Data in this exercise
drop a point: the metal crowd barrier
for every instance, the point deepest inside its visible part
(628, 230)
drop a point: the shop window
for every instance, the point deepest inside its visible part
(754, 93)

Work to do
Output the data above as a two-column CSV with the header row instruction,response and one row per instruction-answer pair. Put each value in a single double-quoted field, replacing line breaks with spaces.

Result of the task
instruction,response
"drop a point: the metal crowd barrier for every instance, the point deepest inside its visible part","(628, 230)"
"drop a point: the shop window for every instance, the point deepest inside its visible part","(754, 93)"